Rows:
== == ==
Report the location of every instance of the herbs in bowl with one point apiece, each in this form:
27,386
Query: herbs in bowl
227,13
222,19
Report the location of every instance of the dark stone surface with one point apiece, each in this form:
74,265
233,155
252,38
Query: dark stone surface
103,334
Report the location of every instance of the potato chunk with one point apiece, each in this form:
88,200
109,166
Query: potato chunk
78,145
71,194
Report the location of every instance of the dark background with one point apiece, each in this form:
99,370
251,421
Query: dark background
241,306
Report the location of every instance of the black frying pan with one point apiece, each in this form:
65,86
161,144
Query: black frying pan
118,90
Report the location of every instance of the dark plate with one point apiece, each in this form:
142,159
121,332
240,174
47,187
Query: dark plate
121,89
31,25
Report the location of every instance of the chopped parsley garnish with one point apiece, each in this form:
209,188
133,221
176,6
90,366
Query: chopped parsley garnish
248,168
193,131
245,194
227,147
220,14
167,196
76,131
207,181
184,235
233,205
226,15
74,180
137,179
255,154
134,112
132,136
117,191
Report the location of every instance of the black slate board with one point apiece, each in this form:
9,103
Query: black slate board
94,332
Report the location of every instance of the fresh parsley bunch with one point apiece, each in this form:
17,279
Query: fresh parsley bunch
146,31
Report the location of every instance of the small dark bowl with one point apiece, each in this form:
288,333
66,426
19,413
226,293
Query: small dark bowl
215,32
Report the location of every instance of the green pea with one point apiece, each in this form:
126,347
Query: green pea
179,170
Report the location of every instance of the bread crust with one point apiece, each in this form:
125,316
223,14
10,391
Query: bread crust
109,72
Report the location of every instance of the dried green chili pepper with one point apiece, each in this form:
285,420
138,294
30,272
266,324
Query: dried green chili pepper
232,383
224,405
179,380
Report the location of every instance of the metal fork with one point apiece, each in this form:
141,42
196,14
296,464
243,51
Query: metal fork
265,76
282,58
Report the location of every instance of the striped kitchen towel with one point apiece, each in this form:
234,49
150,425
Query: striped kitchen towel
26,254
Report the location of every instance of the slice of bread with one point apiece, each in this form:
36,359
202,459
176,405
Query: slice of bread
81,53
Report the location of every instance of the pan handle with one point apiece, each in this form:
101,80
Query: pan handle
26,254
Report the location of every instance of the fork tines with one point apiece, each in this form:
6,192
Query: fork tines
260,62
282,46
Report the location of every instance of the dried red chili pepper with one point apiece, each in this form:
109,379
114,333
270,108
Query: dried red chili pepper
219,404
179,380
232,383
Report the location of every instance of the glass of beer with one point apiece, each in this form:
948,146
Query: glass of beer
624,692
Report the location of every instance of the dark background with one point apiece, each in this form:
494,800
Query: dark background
== == ==
Required task:
Rewrite every line of the records above as a numbered list, omitting any blank lines.

Output for this exercise:
1. Report the location of every instance of the herbs in bowl with one point apiece, each in this form:
2. 27,386
3. Query: herbs in bowl
4. 227,13
5. 222,19
6. Report the location of every instance of the dark stone surface with one point apiece, each in this form:
7. 74,265
8. 233,155
9. 252,38
10. Query: dark stone surface
11. 103,334
12. Report the location of every instance of the potato chunk with one point apiece, each in this form:
13. 88,200
14. 109,166
15. Query: potato chunk
16. 78,145
17. 71,194
18. Report the location of every instance of the dark background with one point apiece, each in this form:
19. 99,370
20. 251,421
21. Query: dark background
22. 241,306
23. Report the location of every instance of the black frying pan with one point apiece, each in this form:
24. 65,86
25. 161,144
26. Query: black frying pan
27. 118,90
28. Report the location of every instance of the dark plate with one point apiece, each in this form:
29. 142,159
30. 121,332
31. 240,174
32. 47,187
33. Query: dark plate
34. 121,89
35. 31,25
36. Report the location of every instance of the chopped parsley garnish with one point apiece, each in this form:
37. 209,188
38. 133,221
39. 176,6
40. 90,366
41. Query: chopped parsley garnish
42. 248,168
43. 193,131
44. 245,194
45. 227,147
46. 220,14
47. 167,196
48. 76,131
49. 207,181
50. 184,235
51. 233,205
52. 226,15
53. 74,180
54. 137,179
55. 255,154
56. 134,112
57. 132,136
58. 117,191
59. Report the location of every instance of the black slate board with one point apiece, each in this form:
60. 9,103
61. Query: black slate board
62. 94,332
63. Report the location of every instance of the fresh parsley bunch with one point apiece, each in this form:
64. 17,279
65. Query: fresh parsley bunch
66. 146,31
67. Report the location of every instance of the small dark bowl with one point apiece, each in this form:
68. 288,333
69. 66,426
70. 19,413
71. 226,293
72. Query: small dark bowl
73. 215,32
74. Report the location of every instance of the green pea with one point apiece, each in this form:
75. 126,347
76. Query: green pea
77. 179,170
78. Report the location of every instance of the bread crust with one point apiece, each in this form:
79. 125,316
80. 223,14
81. 10,391
82. Query: bread crust
83. 109,72
84. Report the location of every instance of the dried green chili pepper with one point apiece, each in this form:
85. 285,420
86. 138,294
87. 30,272
88. 266,324
89. Query: dried green chili pepper
90. 232,383
91. 224,405
92. 179,380
93. Report the location of every instance of the metal fork with one point apiece, each in this form:
94. 141,42
95. 196,14
96. 296,464
97. 243,51
98. Query: metal fork
99. 265,76
100. 282,58
101. Report the location of every instance of the striped kitchen towel with one point apiece, each in this form:
102. 234,49
103. 150,425
104. Query: striped kitchen towel
105. 26,254
106. Report the location of every instance of the slice of bread with one point apiece, each in this form:
107. 36,359
108. 202,459
109. 176,405
110. Query: slice of bread
111. 81,53
112. Report the location of every instance of the pan handle with one point apiece, each in this form:
113. 101,80
114. Query: pan handle
115. 26,254
116. Report the location of every instance of the fork tines with one point apiece, each in this form:
117. 6,192
118. Query: fork tines
119. 260,62
120. 282,46
121. Report the location of every instance of the dried red chili pepper with one point apiece, each in this form:
122. 109,379
123. 114,333
124. 270,108
125. Query: dried red chili pepper
126. 219,404
127. 179,380
128. 232,383
129. Report the location of every instance of the glass of beer with one point apiece, each in this form:
130. 948,146
131. Query: glass of beer
132. 624,692
133. Report the location of every instance of the dark background with one point apiece, each in this form:
134. 494,800
135. Query: dark background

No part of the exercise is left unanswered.